**** TEKS BACAAN

Sementara itu, Kemenperin memastikan bahwa industri menghentikan proses produksi, distribusi dan recall terhadap seluruh batch produk, yang berdasarkan hasil pengujian diduga mengandung cemaran EG/DEG di atas ambang batas. 

“Industri telah melakukan karantina terhadap seluruh produk sirop obat maupun bahan baku PEG, PG, sorbitol, dan gliserin/gliserol yang ada di gudang pada fasilitas produksi,” imbuh Ignatius.

Kemenperin juga memastikan, bahwa industri memiliki tim khusus yang menangani laporan/keluhan pelanggan terhadap produknya. Serta melakukan farmakovigilans atau aktivitas deteksi, asesmen, pencegahan, pemahaman terkait efek samping obat, untuk memantau efek samping dari obat yang diproduksi.

Sebelumnya, Presiden Joko Widodo menggelar rapat internal terkait perkembangan kasus obat penyebab gagal ginjal dengan sejumlah menteri Kabinet Indonesia Maju. 

Dalam rapat tersebut, kepala negara memberikan sejumlah arahan kepada jajarannya, salah satunya untuk mengutamakan keselamatan masyarakat.

“Jangan menganggap ini masalah kecil. Ini adalah masalah besar,” ujarnya, Senin (24/10).

Presiden juga sudah memberikan instruksi kepada Menteri Kesehatan untuk menghentikan sementara peredaran obat yang diduga menjadi penyebab kasus gagal ginjal. Kebijakan tersebut diambil pemerintah, sambil menunggu hasil investigasi yang dilakukan BPOM.

“Lakukan ini secara terbuka, transparan, tapi juga hati-hati dan objektif,” ucapnya.

Selain itu, presiden juga meminta BPOM untuk menarik dan menghentikan peredaran obat sirup yang secara eviden terbukti mengandung bahan obat penyebab gangguan ginjal. 

Menurutnya, akan lebih baik jika publik mengetahui informasi mengenai nama produk obat tersebut.

********
**** DAFTAR DATA

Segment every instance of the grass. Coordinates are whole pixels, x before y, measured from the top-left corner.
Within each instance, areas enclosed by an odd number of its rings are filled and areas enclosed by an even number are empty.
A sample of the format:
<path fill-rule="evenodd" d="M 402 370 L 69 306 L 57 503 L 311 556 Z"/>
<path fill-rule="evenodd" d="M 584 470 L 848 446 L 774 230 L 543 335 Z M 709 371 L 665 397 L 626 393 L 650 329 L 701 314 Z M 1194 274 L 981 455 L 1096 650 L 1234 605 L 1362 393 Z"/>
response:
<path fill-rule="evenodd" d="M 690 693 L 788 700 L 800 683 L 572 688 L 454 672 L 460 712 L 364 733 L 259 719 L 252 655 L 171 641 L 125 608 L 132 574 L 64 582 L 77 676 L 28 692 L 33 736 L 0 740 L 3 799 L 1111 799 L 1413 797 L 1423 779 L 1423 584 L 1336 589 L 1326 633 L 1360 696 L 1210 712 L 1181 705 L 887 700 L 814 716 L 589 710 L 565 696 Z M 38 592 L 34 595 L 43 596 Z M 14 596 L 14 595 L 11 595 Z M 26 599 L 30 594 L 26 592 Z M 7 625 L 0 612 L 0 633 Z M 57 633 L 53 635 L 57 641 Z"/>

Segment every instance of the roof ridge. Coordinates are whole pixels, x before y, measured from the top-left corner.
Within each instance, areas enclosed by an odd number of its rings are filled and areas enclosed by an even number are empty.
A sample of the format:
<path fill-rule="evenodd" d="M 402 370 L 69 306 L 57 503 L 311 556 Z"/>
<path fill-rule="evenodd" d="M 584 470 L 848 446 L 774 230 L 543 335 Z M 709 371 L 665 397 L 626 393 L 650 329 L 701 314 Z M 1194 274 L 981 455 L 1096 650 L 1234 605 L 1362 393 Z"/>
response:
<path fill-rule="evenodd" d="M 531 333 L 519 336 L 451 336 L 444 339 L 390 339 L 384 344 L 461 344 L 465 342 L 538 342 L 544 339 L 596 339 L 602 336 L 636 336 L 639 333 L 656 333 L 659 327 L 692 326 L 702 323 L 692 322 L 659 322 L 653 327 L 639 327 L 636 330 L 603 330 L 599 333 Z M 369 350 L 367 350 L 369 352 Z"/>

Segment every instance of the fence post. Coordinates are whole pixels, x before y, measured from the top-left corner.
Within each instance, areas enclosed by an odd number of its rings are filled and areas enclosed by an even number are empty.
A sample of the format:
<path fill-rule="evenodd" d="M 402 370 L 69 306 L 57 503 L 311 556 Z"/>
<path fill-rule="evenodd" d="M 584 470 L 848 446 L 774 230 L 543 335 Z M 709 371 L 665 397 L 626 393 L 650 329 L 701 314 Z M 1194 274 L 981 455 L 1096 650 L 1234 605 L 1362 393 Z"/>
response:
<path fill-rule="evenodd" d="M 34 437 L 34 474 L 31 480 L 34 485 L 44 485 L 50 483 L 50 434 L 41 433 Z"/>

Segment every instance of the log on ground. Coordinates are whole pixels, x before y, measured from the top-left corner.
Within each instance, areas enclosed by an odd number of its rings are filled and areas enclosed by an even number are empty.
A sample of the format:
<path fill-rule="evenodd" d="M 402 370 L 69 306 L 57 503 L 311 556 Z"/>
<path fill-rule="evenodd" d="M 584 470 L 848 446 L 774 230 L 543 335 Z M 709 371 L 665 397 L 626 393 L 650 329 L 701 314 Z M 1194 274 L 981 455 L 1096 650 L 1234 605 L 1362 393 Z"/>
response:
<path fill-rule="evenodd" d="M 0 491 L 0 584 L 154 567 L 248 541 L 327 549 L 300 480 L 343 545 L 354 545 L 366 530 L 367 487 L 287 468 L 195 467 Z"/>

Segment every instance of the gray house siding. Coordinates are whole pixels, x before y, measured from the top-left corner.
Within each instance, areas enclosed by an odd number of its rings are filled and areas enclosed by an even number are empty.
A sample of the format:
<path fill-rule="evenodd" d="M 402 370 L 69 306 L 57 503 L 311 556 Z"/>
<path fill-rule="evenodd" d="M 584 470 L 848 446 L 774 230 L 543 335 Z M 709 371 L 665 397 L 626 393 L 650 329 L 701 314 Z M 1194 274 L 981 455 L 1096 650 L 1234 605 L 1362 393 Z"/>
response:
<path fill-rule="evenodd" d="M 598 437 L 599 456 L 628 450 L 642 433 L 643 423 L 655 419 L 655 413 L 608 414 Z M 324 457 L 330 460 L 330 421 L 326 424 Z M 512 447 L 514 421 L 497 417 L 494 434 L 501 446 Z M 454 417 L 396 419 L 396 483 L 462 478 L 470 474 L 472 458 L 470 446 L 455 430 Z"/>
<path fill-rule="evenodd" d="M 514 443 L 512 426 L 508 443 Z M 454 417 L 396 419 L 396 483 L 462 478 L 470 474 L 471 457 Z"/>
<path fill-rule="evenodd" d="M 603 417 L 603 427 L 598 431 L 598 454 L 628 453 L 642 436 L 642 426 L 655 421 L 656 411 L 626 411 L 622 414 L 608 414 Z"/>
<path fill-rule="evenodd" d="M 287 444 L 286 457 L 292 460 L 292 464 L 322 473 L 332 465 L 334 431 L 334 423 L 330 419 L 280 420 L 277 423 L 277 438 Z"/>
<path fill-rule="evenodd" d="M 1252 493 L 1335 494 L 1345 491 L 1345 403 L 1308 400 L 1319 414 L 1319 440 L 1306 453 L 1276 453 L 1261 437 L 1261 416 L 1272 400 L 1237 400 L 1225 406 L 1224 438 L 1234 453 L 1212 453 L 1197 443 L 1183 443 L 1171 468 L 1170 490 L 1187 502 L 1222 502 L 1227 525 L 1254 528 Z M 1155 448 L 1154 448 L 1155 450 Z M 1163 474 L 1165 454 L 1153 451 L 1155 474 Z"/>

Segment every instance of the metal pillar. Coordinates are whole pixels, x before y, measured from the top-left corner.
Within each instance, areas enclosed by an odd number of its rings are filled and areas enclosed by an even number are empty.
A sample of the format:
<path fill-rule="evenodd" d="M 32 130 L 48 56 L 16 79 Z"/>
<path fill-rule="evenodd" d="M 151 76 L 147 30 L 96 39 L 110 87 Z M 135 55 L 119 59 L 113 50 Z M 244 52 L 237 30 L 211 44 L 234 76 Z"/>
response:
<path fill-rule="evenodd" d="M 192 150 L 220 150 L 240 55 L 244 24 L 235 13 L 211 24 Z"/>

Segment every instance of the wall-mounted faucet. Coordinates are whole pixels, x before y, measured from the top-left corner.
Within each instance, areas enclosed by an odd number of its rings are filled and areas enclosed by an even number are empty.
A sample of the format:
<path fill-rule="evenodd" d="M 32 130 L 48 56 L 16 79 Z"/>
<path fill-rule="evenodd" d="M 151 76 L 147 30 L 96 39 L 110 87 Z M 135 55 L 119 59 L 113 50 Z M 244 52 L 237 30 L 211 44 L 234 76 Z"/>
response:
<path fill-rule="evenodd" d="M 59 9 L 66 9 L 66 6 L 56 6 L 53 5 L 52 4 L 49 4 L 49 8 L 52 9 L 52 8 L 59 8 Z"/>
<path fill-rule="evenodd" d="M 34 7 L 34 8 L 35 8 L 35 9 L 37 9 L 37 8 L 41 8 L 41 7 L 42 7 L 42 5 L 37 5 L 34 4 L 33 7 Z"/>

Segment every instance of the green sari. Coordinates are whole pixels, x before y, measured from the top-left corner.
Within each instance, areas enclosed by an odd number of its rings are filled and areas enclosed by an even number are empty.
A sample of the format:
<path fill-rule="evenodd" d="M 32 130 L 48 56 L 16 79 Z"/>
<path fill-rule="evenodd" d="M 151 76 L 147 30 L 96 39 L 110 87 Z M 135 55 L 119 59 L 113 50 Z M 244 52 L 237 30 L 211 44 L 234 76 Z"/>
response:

********

** TUGAS KERJA A **
Sebutkan semua bahan baku yang menurut teks bacaan dikarantina industri di gudang fasilitas produksi.
** TUGAS KERJA B **
Salin bagian teks bacaan dari "Kemenperin juga memastikan, bahwa" sampai "Kabinet Indonesia Maju.".

** KOTAK JAWABAN A **
PEG, PG, sorbitol, dan gliserin/gliserol.

** KOTAK JAWABAN B **
Kemenperin juga memastikan, bahwa industri memiliki tim khusus yang menangani laporan/keluhan pelanggan terhadap produknya. Serta melakukan farmakovigilans atau aktivitas deteksi, asesmen, pencegahan, pemahaman terkait efek samping obat, untuk memantau efek samping dari obat yang diproduksi.

Sebelumnya, Presiden Joko Widodo menggelar rapat internal terkait perkembangan kasus obat penyebab gagal ginjal dengan sejumlah menteri Kabinet Indonesia Maju.